- Goal:
Which book by the historian O.M. Bakke does the post on children in the ancient pagan world cite?

Posted on 04/23/2015 8:04:57 PM PDT by DeweyCA
We have forgotten just how deep a cultural revolution Christianity wrought. In fact, we forget about it precisely because of how deep it was: There are many ideas that we simply take for granted as natural and obvious, when in fact they didn't exist until the arrival of Christianity changed things completely. Take, for instance, the idea of children.
Today, it is simply taken for granted that the innocence and vulnerability of children makes them beings of particular value, and entitled to particular care. We also romanticize children their beauty, their joy, their liveliness. Our culture encourages us to let ourselves fall prey to our gooey feelings whenever we look at baby pictures. What could be more natural?
In fact, this view of children is a historical oddity. If you disagree, just go back to the view of children that prevailed in Europe's ancient pagan world.
As the historian O.M. Bakke points out in his invaluable book When Children Became People, in ancient Greece and Rome, children were considered nonpersons.
Back then, the entire social worldview was undergirded by a universally-held, if implicit, view: Society was organized in concentric circles, with the circle at the center containing the highest value people, and the people in the outside circles having little-to-no value. At the center was the freeborn, adult male, and other persons were valued depending on how similar they were to the freeborn, adult male. Such was the lot of foreigners, slaves, women...and children.
High infant mortality rates created a cultural pressure to not develop emotional attachments to children. This cultural pressure was exacerbated by the fact that women were more likely to develop emotional attachments to children which, according to the worldview of the day, meant it had to be a sign of weakness and vulgarity.
Various pagan authors describe children as being more like plants than human beings. And this had concrete consequences.
Well-to-do parents typically did not interact with their children, leaving them up to the care of slaves. Children were rudely brought up, and very strong beatings were a normal part of education. In Rome, a child's father had the right to kill him for whatever reason until he came of age.
One of the most notorious ancient practices that Christianity rebelled against was the frequent practice of expositio, basically the abandonment of unwanted infants. (Of course, girls were abandoned much more often than boys, which meant, as the historical sociologist Rodney Stark has pointed out, that Roman society had an extremely lopsided gender ratio, contributing to its violence and permanent tension.)

- Raw data:
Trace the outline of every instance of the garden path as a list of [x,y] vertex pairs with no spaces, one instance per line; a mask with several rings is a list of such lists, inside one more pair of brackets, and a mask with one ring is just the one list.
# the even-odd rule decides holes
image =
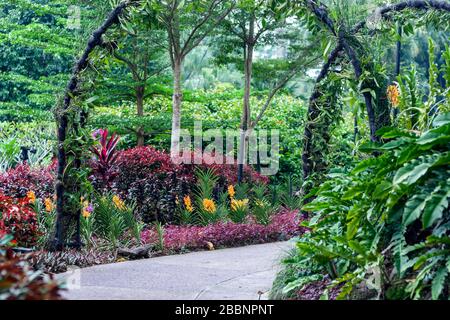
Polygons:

- Correct response:
When Children Became People